Cycling in France: sport, leisure and utility
In 2006 the Crédit Lyonnais bank – one of the major sponsors of the Tour de France since the early 1970s, partly because the bank's colour-identity is bright yellow, matching the leader's jersey – commissioned a substantial opinion poll on cycling in France. The results of this study were published in May 2006 under the title Les Français et le vélo (CSA/LCL, 2006). In 2009, interested to gauge better the nature of what was perceived as rising interest in cycling of all kinds during the early and mid-2000s, the French state, in the form of the Direction générale de la compétitivité de l'industrie et des services (DGCIS) and the ATOUT body responsible for promoting French tourism, commissioned a 500-page report on the economic significance of cycling. This was published later in 2009 under the title L'Economie du vélo en France (Atout France, 2009). A range of other studies of the development of cycling in France were also undertaken in the 2000s, by industry bodies such as the Conseil national des professions du cycle and by the rising number of pro-cycling organizations that were developing to promote different forms of the everyday practice of cycling.20
Some of the themes and conclusions of these and other studies have been touched on in previous chapters or in other sections of this current chapter. But it is useful to consider the state of cycling in France as it is portrayed statistically and factually in these snapshots of the activity and sector in the 2000s.

Data shown.

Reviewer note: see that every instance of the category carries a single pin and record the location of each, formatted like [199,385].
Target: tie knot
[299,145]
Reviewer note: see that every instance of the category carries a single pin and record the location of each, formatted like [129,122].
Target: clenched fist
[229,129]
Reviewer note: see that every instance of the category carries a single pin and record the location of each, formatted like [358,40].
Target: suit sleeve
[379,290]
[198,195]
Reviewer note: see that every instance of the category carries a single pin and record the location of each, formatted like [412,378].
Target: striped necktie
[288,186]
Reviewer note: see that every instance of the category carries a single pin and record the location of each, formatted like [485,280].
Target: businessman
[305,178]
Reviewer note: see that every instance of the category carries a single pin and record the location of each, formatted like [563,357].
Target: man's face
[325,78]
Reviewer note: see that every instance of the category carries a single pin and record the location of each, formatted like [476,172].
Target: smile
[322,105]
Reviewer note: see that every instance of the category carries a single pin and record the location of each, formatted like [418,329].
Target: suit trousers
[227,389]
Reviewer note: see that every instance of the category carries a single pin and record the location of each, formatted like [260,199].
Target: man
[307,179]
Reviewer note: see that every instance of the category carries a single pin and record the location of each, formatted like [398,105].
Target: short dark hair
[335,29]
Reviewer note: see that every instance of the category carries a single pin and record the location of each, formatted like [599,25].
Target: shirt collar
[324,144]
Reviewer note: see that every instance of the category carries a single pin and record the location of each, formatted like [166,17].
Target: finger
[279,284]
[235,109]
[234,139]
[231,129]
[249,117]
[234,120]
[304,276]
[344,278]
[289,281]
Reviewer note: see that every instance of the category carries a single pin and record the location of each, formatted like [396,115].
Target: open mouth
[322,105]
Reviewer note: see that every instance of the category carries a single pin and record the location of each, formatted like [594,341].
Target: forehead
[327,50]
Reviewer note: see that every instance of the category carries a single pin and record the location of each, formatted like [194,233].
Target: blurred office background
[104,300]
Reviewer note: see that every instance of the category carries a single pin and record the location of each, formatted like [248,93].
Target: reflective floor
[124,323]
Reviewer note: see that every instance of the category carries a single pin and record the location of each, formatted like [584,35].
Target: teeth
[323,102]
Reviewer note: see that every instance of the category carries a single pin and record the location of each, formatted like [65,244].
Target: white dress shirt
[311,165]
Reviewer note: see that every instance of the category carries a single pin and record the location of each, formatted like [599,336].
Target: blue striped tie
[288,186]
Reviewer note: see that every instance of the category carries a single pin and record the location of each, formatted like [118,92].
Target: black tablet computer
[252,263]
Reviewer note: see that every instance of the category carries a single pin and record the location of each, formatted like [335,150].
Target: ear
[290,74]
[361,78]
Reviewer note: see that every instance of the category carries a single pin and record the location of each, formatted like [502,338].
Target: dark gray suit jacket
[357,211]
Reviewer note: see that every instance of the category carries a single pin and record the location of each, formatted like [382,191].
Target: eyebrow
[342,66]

Exercise.
Answer these questions from the passage on cycling in France:
1. Which bank commissioned the 2006 opinion poll on cycling?
2. How many pages long was the report the French state commissioned in 2009?
3. Which industry body is named as having carried out other studies of cycling in the 2000s?

Answer in full.
1. The Crédit Lyonnais bank.
2. 500 pages.
3. The Conseil national des professions du cycle.